EXERCISE DIRECTIONS |
Copy only this range: the line with "Please mark the yellow car wheel" through the final line of the material, inclusive at both ends.

INFORMATION SUPPLIED |

※

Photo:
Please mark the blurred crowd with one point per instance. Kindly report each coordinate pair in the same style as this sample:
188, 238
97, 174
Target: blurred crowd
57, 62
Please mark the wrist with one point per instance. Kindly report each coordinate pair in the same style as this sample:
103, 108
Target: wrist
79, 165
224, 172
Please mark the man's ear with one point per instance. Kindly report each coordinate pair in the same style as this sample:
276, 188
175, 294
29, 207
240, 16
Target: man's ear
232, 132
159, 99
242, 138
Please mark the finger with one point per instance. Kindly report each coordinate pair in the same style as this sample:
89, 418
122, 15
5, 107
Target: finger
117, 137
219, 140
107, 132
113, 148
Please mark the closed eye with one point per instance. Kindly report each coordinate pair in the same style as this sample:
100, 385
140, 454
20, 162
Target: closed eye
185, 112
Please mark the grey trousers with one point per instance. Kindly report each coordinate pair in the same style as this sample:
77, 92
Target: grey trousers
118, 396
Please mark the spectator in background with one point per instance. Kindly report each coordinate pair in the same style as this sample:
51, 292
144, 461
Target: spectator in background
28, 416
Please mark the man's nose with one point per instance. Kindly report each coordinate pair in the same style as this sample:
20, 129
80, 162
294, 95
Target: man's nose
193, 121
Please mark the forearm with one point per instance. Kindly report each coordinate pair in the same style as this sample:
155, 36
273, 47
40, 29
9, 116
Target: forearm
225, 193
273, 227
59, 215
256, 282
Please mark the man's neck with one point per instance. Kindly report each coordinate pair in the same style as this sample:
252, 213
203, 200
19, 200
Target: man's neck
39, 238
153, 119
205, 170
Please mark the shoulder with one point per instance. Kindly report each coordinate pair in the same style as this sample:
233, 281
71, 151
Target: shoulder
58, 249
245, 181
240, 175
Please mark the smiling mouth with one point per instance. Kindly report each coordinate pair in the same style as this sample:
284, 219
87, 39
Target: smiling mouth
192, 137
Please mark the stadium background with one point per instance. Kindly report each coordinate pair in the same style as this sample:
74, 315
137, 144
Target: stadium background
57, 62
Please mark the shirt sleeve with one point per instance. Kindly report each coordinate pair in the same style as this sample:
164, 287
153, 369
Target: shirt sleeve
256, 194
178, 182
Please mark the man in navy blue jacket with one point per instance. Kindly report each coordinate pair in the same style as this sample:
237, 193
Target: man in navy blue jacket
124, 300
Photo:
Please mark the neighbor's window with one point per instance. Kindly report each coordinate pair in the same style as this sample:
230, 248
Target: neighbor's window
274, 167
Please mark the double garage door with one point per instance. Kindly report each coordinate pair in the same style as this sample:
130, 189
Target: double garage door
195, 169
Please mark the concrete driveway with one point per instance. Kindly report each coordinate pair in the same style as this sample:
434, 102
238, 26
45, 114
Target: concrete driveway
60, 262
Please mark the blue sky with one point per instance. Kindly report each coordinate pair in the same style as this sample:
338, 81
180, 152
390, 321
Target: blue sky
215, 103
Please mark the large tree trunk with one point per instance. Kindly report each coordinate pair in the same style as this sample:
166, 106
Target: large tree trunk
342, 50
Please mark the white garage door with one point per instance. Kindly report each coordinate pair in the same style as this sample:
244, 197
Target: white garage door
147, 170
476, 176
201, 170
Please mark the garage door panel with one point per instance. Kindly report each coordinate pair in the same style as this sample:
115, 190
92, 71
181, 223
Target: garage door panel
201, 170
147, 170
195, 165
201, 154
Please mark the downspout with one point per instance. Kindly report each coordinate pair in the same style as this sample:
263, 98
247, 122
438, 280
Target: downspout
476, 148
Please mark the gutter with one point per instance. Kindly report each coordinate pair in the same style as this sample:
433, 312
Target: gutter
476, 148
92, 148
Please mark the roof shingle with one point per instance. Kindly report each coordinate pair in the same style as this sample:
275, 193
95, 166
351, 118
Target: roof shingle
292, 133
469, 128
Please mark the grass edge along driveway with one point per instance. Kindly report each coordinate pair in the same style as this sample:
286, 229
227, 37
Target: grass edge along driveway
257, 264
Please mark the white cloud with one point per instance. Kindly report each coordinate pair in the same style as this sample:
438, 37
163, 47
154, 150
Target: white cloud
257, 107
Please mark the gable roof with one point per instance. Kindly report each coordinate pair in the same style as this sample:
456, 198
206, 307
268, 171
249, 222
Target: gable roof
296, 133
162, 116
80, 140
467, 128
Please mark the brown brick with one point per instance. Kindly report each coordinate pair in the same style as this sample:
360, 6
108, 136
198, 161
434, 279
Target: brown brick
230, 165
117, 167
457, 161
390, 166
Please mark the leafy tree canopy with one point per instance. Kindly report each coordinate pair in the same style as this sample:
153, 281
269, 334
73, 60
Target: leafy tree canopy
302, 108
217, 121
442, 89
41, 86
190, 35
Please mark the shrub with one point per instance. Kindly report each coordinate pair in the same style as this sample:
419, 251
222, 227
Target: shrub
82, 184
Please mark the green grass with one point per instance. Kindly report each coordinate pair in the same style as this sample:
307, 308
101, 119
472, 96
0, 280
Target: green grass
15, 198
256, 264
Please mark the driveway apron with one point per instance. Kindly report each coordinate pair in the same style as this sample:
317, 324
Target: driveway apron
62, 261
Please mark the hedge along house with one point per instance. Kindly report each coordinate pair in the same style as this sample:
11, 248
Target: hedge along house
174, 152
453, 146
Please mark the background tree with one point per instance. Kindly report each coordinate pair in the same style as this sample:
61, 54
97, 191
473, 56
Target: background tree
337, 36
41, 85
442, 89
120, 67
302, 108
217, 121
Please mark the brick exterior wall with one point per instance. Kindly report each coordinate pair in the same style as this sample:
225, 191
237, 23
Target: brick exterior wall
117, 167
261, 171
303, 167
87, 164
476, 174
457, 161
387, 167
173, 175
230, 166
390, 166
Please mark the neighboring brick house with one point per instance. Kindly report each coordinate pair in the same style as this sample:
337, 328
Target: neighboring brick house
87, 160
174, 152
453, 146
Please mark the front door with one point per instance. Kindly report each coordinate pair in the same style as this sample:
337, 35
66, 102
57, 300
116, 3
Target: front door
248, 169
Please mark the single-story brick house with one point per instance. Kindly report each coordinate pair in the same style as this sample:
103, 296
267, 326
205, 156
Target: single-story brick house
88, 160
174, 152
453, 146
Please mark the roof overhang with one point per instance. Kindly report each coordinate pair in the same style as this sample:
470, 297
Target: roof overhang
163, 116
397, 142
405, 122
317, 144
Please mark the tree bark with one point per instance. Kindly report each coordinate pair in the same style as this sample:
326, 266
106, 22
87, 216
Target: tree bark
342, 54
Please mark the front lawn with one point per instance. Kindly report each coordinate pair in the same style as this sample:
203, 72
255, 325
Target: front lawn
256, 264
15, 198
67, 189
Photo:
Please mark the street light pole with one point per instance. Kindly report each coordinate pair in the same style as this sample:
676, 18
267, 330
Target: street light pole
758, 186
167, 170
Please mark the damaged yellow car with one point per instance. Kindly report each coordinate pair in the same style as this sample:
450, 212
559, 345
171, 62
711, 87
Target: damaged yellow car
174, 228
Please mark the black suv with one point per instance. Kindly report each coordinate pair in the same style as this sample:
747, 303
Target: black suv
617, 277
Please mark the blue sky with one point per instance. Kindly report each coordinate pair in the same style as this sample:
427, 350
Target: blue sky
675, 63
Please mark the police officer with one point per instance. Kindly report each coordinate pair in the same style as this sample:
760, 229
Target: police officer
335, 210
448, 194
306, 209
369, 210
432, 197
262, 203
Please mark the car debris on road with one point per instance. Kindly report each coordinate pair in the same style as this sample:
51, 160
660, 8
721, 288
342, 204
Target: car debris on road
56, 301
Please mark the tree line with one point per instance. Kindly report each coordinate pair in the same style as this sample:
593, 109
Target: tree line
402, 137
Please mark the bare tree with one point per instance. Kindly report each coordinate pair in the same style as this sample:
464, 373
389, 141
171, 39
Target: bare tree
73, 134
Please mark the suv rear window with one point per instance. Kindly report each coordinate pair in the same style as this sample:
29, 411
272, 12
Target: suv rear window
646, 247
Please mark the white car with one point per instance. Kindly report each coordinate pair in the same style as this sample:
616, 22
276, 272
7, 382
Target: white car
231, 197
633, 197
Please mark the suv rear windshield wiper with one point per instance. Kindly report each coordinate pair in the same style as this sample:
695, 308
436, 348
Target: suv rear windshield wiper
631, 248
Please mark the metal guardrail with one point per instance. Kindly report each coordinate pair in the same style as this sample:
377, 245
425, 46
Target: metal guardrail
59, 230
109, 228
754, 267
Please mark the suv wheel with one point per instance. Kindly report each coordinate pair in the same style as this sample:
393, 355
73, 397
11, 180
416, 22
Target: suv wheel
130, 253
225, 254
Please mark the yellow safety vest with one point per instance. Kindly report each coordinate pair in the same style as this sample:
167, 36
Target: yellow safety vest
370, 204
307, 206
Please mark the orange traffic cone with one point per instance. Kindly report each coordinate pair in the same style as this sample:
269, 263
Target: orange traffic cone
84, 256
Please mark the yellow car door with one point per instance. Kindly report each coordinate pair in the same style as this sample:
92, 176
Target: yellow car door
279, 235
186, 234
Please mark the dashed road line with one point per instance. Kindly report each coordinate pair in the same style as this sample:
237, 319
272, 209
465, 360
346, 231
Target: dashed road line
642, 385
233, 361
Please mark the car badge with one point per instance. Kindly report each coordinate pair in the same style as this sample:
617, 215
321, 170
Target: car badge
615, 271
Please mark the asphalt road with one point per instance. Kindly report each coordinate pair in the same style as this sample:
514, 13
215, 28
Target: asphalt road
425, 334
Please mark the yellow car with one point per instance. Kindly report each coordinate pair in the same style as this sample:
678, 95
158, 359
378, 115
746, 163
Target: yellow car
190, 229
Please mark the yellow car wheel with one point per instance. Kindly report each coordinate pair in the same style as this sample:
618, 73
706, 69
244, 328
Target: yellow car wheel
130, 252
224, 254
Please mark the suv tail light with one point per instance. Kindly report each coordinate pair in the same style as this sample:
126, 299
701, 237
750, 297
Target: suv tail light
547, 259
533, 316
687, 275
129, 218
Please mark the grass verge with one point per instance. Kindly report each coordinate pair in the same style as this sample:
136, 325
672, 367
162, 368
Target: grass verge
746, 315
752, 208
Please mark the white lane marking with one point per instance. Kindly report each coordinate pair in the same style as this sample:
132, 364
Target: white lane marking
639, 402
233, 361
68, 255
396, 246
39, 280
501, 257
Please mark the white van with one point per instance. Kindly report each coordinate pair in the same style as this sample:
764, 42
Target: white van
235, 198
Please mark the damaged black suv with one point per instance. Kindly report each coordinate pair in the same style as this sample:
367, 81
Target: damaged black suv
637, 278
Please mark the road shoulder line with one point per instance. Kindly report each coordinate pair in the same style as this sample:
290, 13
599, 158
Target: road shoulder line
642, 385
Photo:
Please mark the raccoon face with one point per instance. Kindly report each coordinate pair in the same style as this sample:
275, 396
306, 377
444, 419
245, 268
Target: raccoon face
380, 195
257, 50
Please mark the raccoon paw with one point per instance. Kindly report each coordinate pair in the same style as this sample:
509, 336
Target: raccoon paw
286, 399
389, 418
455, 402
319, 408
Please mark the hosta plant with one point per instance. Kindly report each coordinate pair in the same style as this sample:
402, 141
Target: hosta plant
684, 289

※

RESULT OF THE EXERCISE |
Please mark the yellow car wheel with one point per instance. Kindly report each coordinate pair in the same style as this sample:
618, 73
706, 69
244, 328
Target: yellow car wheel
130, 252
224, 254
Please mark the suv tail light with one point per instance. Kindly report each coordinate pair in the same style as this sample:
126, 299
701, 237
750, 297
Target: suv tail light
547, 259
533, 316
687, 275
129, 218
Please mark the grass verge with one point per instance. Kindly report each coordinate pair in the same style as this sample:
136, 325
672, 367
162, 368
Target: grass verge
746, 315
752, 208
Please mark the white lane marking with one point per instance. Kindly report each coordinate pair in the same style as this sample:
132, 364
Target: white lane marking
639, 402
233, 361
68, 255
396, 246
39, 280
501, 257
Please mark the white van with one point per instance. Kindly report each coordinate pair in the same style as this sample:
764, 42
Target: white van
235, 198
Please mark the damaged black suv with one point per instance. Kindly report each coordinate pair in the same style as this sample:
367, 81
Target: damaged black suv
637, 278
Please mark the road shoulder line with one point per instance. Kindly report each coordinate pair in the same style as this sample:
290, 13
599, 158
Target: road shoulder line
642, 385
Photo:
Please mark the raccoon face with one point per instance. Kindly report each coordinate pair in the same style as this sample:
275, 396
306, 377
444, 419
245, 268
Target: raccoon face
380, 195
257, 50
Please mark the raccoon paw with one point per instance. Kindly report each coordinate pair in the same style as this sample:
509, 336
Target: raccoon paw
286, 399
389, 418
455, 402
319, 408
Please mark the hosta plant with one point per instance. Kindly report each coordinate pair in the same style as this sample:
402, 141
Target: hosta plant
684, 289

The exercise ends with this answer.